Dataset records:
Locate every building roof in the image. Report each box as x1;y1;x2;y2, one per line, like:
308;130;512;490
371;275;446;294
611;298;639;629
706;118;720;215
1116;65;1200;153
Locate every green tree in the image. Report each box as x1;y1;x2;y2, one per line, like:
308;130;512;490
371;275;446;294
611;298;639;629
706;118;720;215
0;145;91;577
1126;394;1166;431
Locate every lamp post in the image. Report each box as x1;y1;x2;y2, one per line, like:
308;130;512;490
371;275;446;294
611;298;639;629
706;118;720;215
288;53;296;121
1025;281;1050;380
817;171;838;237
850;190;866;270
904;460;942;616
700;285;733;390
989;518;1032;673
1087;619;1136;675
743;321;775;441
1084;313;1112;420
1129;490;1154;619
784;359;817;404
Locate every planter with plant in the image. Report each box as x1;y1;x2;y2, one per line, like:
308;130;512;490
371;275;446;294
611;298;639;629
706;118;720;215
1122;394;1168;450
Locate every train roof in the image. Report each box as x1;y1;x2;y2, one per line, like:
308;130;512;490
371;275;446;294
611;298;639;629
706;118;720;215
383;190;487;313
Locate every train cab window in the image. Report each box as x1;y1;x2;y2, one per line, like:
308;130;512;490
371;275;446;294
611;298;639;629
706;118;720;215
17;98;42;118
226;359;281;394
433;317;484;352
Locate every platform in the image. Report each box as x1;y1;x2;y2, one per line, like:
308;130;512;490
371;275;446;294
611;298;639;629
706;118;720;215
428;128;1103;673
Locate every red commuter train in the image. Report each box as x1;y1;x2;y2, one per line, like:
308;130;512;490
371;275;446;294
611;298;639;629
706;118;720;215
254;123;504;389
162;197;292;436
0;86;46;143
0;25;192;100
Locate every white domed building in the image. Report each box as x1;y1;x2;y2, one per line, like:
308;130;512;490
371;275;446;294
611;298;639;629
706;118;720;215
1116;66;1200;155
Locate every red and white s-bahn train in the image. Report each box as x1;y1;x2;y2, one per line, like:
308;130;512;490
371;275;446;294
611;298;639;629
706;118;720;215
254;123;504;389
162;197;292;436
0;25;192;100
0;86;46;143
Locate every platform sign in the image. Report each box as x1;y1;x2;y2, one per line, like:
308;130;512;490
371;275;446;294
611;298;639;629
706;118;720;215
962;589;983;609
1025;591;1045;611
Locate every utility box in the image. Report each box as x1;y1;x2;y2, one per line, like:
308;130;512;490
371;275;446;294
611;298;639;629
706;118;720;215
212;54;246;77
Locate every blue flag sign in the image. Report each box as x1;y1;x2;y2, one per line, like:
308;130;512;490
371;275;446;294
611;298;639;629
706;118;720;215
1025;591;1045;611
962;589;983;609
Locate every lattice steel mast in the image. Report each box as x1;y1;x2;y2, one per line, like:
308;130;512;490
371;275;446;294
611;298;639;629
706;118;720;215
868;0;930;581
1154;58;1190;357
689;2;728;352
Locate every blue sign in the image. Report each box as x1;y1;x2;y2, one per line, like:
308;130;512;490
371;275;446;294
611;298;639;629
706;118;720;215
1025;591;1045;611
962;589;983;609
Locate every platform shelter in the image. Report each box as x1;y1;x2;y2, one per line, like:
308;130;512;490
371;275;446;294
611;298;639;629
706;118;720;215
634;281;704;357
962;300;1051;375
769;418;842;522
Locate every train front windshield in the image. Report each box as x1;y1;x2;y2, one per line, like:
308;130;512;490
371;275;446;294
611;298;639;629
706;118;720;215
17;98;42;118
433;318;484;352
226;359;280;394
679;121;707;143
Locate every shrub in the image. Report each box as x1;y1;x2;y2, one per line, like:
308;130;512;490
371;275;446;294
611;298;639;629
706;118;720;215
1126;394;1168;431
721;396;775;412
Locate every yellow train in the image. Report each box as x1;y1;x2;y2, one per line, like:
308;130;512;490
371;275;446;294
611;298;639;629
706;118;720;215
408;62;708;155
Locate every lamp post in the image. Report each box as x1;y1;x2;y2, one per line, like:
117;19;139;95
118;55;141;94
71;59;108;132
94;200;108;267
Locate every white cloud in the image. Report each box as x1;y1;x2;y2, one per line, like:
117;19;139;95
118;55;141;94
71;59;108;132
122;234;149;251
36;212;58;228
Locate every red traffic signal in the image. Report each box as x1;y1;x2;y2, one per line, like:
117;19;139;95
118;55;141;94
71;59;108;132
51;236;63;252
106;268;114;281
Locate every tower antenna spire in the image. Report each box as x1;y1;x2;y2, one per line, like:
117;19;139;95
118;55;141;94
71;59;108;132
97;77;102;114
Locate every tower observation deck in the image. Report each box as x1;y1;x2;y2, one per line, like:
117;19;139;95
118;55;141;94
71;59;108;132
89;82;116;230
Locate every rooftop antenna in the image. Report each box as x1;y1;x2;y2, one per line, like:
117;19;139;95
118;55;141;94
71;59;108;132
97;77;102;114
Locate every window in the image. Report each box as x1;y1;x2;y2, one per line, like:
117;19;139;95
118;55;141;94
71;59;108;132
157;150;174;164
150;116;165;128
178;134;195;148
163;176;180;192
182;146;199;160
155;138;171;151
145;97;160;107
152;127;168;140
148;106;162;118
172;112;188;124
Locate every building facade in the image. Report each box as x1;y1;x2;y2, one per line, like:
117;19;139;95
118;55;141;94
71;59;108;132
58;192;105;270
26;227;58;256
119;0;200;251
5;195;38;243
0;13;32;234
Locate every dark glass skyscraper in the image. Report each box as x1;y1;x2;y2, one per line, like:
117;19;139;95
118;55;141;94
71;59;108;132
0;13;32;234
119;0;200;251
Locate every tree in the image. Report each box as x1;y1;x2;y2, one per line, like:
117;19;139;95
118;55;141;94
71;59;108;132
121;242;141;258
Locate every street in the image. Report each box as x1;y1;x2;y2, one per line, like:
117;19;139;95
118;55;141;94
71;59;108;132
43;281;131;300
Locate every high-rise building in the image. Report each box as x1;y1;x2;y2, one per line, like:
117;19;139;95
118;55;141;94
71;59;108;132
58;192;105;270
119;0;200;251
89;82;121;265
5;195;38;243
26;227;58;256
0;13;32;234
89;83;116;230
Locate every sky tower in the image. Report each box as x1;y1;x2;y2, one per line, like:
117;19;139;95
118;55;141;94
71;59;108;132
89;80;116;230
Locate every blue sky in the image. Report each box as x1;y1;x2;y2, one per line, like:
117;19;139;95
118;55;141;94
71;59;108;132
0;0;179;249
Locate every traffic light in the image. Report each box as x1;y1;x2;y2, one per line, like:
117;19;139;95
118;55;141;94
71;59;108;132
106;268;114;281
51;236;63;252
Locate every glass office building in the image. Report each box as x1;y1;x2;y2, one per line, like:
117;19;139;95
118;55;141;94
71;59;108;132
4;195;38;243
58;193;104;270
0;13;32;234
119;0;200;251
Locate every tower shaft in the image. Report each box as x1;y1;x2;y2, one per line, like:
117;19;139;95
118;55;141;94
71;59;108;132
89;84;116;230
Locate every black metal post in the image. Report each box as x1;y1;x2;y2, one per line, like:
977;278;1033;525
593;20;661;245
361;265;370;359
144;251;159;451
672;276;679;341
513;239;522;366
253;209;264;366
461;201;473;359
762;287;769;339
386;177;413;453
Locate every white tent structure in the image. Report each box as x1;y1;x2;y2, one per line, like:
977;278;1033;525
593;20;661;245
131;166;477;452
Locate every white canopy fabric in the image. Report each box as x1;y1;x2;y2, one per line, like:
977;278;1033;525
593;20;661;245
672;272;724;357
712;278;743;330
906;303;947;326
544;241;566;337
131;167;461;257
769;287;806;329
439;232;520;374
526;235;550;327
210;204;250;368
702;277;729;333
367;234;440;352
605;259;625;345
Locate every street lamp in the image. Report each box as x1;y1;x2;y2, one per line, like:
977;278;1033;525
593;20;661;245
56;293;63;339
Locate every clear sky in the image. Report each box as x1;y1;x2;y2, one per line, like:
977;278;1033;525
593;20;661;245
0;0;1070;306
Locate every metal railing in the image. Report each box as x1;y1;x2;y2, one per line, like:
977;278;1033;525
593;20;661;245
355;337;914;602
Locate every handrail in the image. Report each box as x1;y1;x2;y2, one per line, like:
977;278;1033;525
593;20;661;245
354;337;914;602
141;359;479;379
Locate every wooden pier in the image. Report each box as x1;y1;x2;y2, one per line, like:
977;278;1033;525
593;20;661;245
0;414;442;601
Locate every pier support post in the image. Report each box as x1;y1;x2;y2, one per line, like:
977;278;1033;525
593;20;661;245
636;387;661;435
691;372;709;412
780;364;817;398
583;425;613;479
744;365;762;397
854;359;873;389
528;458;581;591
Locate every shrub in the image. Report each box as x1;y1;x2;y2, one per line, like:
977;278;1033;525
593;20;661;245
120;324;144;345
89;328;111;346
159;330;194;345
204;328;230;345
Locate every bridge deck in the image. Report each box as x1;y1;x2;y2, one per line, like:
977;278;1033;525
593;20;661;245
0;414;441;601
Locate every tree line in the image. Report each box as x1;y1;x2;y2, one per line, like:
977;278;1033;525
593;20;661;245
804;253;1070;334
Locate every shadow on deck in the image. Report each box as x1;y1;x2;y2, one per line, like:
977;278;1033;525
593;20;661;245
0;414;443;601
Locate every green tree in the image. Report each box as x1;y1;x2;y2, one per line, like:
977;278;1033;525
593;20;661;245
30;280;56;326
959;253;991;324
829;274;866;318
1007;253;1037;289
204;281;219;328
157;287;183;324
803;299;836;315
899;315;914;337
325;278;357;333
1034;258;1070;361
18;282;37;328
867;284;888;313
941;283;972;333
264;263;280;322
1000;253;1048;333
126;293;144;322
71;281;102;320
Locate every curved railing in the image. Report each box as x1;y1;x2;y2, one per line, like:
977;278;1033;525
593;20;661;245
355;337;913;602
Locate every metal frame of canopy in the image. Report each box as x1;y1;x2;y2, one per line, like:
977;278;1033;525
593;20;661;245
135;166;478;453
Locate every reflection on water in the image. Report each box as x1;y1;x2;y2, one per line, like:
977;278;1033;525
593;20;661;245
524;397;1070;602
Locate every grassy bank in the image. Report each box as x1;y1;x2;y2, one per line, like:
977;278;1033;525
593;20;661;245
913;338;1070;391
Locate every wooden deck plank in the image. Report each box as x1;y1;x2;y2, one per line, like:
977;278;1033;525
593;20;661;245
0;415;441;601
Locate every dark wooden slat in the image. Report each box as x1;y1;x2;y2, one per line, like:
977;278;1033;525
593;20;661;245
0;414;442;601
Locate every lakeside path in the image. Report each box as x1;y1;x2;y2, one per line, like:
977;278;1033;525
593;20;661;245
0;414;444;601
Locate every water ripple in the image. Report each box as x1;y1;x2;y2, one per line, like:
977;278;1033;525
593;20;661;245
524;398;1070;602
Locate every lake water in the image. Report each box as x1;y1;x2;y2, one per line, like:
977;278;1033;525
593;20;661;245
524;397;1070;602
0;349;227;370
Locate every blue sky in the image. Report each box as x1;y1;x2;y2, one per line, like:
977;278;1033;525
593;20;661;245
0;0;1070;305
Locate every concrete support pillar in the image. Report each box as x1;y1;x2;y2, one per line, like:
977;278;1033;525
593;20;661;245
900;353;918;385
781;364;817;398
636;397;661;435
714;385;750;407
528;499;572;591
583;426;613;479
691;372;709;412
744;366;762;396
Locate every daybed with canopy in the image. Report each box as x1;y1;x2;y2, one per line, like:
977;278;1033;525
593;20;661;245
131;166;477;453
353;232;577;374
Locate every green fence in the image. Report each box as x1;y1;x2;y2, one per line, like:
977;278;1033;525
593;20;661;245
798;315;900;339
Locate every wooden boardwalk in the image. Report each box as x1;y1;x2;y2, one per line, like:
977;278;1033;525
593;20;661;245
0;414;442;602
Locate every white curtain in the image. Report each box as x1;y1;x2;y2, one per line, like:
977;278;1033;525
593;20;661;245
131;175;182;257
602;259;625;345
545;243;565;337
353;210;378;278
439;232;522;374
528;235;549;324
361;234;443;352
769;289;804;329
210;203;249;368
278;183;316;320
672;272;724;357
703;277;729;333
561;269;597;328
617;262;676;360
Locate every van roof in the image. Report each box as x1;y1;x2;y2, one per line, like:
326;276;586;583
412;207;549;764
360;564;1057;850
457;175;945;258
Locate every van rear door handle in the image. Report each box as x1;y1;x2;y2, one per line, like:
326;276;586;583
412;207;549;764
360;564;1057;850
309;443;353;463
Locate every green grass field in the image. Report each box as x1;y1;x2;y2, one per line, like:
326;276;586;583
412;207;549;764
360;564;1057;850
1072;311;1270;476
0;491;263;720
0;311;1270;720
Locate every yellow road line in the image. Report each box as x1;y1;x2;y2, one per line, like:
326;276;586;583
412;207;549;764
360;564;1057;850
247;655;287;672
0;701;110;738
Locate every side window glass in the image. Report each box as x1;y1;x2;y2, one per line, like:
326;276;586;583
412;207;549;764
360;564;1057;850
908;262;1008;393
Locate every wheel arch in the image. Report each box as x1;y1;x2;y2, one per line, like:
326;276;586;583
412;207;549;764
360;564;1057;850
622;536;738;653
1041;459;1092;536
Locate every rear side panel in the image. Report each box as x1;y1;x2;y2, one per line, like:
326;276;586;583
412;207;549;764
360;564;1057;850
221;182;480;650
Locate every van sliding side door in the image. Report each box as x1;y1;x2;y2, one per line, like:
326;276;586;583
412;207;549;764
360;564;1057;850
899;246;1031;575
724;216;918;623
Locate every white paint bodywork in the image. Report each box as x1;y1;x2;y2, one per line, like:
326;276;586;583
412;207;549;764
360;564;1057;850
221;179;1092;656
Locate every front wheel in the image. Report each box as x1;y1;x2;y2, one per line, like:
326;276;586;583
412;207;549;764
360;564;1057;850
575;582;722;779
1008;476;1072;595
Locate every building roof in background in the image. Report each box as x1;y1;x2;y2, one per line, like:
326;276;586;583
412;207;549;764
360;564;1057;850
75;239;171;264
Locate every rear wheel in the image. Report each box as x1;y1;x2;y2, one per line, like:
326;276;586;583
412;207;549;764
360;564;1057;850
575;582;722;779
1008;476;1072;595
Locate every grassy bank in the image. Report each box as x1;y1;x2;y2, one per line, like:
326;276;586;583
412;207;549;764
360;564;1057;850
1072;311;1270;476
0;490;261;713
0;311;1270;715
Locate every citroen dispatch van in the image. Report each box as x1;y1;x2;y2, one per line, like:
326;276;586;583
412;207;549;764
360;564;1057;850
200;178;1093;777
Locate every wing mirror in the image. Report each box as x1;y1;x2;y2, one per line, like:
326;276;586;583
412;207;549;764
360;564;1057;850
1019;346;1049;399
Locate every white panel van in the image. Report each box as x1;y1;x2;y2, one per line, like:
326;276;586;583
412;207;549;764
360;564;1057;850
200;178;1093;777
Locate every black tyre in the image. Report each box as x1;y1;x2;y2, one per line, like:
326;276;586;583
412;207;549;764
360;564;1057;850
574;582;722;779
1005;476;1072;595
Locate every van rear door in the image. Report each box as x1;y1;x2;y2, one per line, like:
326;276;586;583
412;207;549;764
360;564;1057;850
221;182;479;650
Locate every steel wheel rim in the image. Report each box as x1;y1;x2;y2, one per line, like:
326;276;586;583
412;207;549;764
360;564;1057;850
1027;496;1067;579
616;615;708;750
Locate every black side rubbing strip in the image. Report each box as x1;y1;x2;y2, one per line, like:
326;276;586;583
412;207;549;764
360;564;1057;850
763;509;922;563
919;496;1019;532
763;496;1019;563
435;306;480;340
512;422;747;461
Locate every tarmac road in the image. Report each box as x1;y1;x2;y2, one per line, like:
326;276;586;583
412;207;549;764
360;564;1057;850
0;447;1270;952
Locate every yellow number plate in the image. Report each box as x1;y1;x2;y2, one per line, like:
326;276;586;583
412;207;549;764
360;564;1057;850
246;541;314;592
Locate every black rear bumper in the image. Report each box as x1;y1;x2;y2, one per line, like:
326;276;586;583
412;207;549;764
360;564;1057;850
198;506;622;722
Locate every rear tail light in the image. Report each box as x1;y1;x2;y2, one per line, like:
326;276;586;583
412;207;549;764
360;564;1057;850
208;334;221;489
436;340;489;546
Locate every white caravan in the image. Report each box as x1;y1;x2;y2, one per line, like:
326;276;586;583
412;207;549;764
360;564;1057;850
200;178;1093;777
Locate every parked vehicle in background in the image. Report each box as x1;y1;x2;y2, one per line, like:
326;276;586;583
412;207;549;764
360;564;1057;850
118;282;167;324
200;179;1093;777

» Exercise prompt
Copy out, without any change, the lines of the records from the one containing "Locate every wooden pier" through the one containing "0;414;441;601", both ends included.

» Full response
Locate every wooden pier in the image. Report each box as x1;y1;x2;y2, one per line, like:
977;278;1033;525
593;20;661;245
0;414;442;601
Locate every pier support post in the image. Report each box as x1;y1;x2;y2, one per line, like:
977;278;1033;525
593;20;661;245
636;387;661;435
691;372;709;412
780;364;817;398
583;425;613;479
744;365;762;397
854;359;873;389
528;458;581;591
Locate every shrub in the image. Report each box as x1;y1;x2;y2, one per line, like:
977;278;1033;525
593;20;661;245
120;324;144;345
89;328;111;346
159;330;194;345
204;328;230;345
Locate every bridge deck in the image. Report each box as x1;y1;x2;y2, one per line, like:
977;278;1033;525
593;20;661;245
0;414;441;601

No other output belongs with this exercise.